Given request: From the forum thread below on fitting a tow hitch to a 2018 Tiguan, copy word for word the passage that opens with the words containing "If you look" and closes with "(Nov 13, 2018)".

Page extract:
# 2" Tow Hitch for 2018 Tiguan SEL-P R-Line



## pillpusher84 (Apr 30, 2015)

As the title says, I have an '18 SEL-P R-Line and want to install a 2" receiver hitch. Has anyone done this yet? I don't want to cut into the rear diffuser at all. Has a nice stealth cutout already, which appears could work, but not sure what hitch to buy??

Anyone do this yet? Pix to share?


----------



## jsm0372 (Nov 11, 2018)

Did you check this existing thread in the forum? https://forums.vwvortex.com/showthread.php?8897585-Aftermarket-hitch

It was very helpful for my install which I completed a couple of days ago. I went with the DrawTite which does require some cutting, very minimal and very stealth looking in my opinion. Not sure what 'cut-out' you already have, can you share a picture on that thread perhaps?


----------



## pillpusher84 (Apr 30, 2015)

jsm0372 said:


> Did you check this existing thread in the forum? https://forums.vwvortex.com/showthread.php?8897585-Aftermarket-hitch
> 
> It was very helpful for my install which I completed a couple of days ago. I went with the DrawTite which does require some cutting, very minimal and very stealth looking in my opinion. Not sure what 'cut-out' you already have, can you share a picture on that thread perhaps?


Yes, I have, however this is for non-R-Line vehicles with different rear bumper & diffuser ... so thread is not really helpful (no offense intended).

If you look at 2nd photo (diffuser is upside down in photo), there is a "hidden" cutout where a hitch receiver "could" fit through


----------



## macrlz9 (Nov 13, 2018)

I'm looking for something similar. While I'm not brave enough to go aftermarket or try myself, I contacted the dealer for pricing on the official VW hitch receiver installation. They told me the bumper does need to come off and be cut which makes me nervous. Especially if everything is VW official, I want to make sure it looks 100% right on my SEL-P R-Line.

Any thoughts or better, does anyone have any photos of what it will look like once installed?


----------



## D3Audi (Feb 18, 2016)

macrlz9 said:


> I'm looking for something similar. While I'm not brave enough to go aftermarket or try myself, I contacted the dealer for pricing on the official VW hitch receiver installation. They told me the bumper does need to come off and be cut which makes me nervous. Especially if everything is VW official, I want to make sure it looks 100% right on my SEL-P R-Line.

Given records:
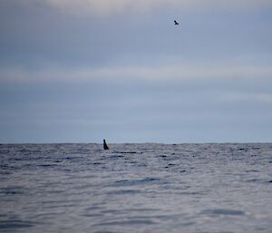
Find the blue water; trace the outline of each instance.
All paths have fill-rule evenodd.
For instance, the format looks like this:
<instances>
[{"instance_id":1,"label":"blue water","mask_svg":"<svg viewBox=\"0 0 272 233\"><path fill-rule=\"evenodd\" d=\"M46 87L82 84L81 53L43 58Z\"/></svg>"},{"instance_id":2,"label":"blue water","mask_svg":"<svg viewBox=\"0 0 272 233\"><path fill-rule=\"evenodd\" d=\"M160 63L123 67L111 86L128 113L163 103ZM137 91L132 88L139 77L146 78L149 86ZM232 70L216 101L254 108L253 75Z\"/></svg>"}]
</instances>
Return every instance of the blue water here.
<instances>
[{"instance_id":1,"label":"blue water","mask_svg":"<svg viewBox=\"0 0 272 233\"><path fill-rule=\"evenodd\" d=\"M0 232L272 232L272 144L110 147L0 145Z\"/></svg>"}]
</instances>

Exercise response:
If you look at 2nd photo (diffuser is upside down in photo), there is a "hidden" cutout where a hitch receiver "could" fit through


----------



## macrlz9 (Nov 13, 2018)